▸ Given request
Rewrite the listing below as a Markdown table with the columns No. and Line. Cover only the lines from the one containing "of the wooden" through the end of the listing, inclusive, and leave out blank lines and the pictures.

▸ Listing

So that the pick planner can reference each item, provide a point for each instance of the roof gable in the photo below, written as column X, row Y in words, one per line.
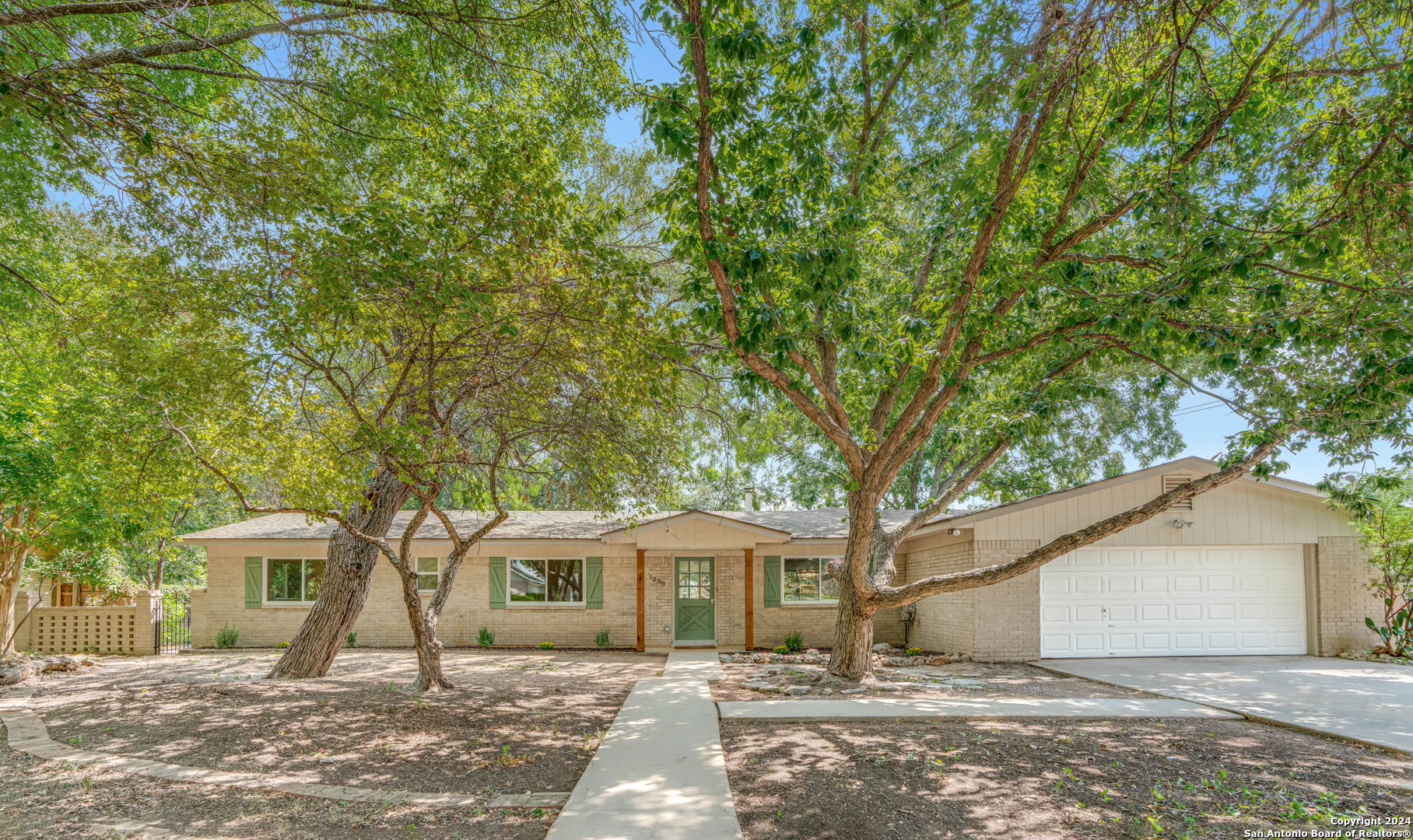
column 696, row 528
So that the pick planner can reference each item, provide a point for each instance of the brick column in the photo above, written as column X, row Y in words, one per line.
column 1343, row 571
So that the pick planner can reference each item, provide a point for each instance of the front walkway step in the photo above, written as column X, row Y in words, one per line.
column 660, row 772
column 694, row 664
column 882, row 708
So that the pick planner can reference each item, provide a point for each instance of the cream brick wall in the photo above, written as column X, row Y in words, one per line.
column 1344, row 602
column 944, row 621
column 815, row 623
column 384, row 620
column 1008, row 613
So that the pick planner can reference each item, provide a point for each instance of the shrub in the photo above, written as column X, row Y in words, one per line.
column 226, row 637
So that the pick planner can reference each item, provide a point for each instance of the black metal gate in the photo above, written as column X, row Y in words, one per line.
column 171, row 625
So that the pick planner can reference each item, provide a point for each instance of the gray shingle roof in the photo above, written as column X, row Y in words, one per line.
column 813, row 524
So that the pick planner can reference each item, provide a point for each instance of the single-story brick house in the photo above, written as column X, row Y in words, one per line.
column 1250, row 568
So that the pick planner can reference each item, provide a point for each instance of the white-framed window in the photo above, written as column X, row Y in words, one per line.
column 807, row 580
column 538, row 580
column 429, row 573
column 293, row 580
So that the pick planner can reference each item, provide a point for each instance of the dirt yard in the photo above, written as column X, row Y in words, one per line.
column 959, row 679
column 1046, row 779
column 519, row 722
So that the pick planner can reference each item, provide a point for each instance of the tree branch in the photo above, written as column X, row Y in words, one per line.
column 889, row 596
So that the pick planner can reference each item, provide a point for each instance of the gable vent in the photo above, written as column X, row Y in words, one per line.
column 1170, row 483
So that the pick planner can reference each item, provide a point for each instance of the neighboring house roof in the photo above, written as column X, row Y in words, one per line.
column 786, row 526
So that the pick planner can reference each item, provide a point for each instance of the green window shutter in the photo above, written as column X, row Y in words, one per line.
column 253, row 583
column 772, row 590
column 498, row 583
column 594, row 583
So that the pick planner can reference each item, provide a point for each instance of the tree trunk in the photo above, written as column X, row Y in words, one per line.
column 852, row 656
column 422, row 621
column 430, row 677
column 346, row 575
column 7, row 625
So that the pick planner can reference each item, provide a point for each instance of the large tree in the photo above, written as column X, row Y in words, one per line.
column 98, row 322
column 462, row 320
column 906, row 218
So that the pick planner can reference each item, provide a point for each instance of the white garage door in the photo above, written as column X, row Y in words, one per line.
column 1208, row 600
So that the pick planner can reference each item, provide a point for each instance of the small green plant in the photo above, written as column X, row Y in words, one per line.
column 226, row 637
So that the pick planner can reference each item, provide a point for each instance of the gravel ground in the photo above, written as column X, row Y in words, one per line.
column 519, row 722
column 1047, row 779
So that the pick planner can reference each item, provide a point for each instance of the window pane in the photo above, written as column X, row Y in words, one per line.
column 313, row 578
column 829, row 586
column 801, row 579
column 564, row 580
column 526, row 580
column 283, row 580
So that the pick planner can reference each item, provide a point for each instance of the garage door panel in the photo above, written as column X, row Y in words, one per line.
column 1122, row 583
column 1156, row 613
column 1163, row 602
column 1187, row 611
column 1124, row 613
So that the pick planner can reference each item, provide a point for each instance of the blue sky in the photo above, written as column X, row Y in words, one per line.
column 1203, row 422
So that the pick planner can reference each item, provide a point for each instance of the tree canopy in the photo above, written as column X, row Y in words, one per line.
column 966, row 219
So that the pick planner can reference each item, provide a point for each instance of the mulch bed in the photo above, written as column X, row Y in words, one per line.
column 1046, row 779
column 947, row 682
column 523, row 722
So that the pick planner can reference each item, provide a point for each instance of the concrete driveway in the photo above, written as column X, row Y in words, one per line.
column 1366, row 702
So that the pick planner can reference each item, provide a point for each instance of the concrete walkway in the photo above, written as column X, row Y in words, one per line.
column 1366, row 702
column 660, row 772
column 879, row 708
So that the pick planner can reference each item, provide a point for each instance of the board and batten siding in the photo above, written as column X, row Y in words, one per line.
column 1243, row 513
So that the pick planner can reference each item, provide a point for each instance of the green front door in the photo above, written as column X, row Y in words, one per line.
column 696, row 599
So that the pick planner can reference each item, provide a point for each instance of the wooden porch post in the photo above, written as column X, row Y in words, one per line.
column 642, row 635
column 751, row 599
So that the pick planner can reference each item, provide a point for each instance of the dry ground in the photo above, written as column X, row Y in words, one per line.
column 521, row 722
column 999, row 679
column 1046, row 779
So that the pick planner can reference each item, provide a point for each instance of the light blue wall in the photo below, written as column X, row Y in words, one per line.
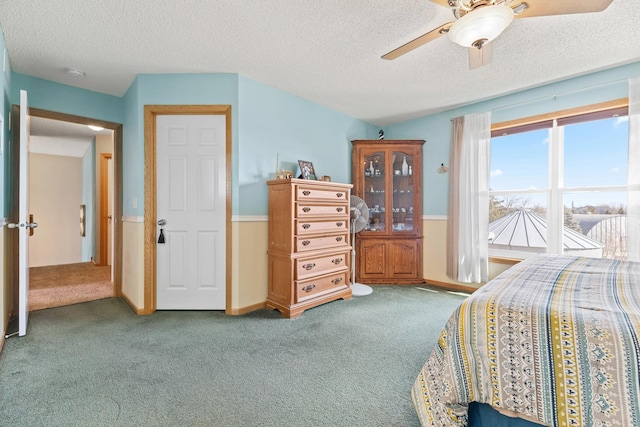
column 89, row 200
column 275, row 122
column 5, row 107
column 48, row 95
column 168, row 89
column 436, row 129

▸ Full output
| No. | Line |
|---|---|
| 1 | So that the pick planner can reference each item, provide a point for each instance of the wooden porch post in the photo above, written as column X, row Y in words, one per line. |
| 2 | column 642, row 635 |
| 3 | column 751, row 599 |
| 4 | So that the pick planner can reference each item, provide a point for each instance of the dry ground in the photo above, written as column X, row Y in words, one per line. |
| 5 | column 521, row 722 |
| 6 | column 999, row 679 |
| 7 | column 1046, row 779 |
| 8 | So that the pick planner can reference each item, provide a point for each instance of the light blue wall in the photo below, written as column X, row Y in words, one per line. |
| 9 | column 89, row 200 |
| 10 | column 275, row 122 |
| 11 | column 5, row 107 |
| 12 | column 48, row 95 |
| 13 | column 168, row 89 |
| 14 | column 436, row 129 |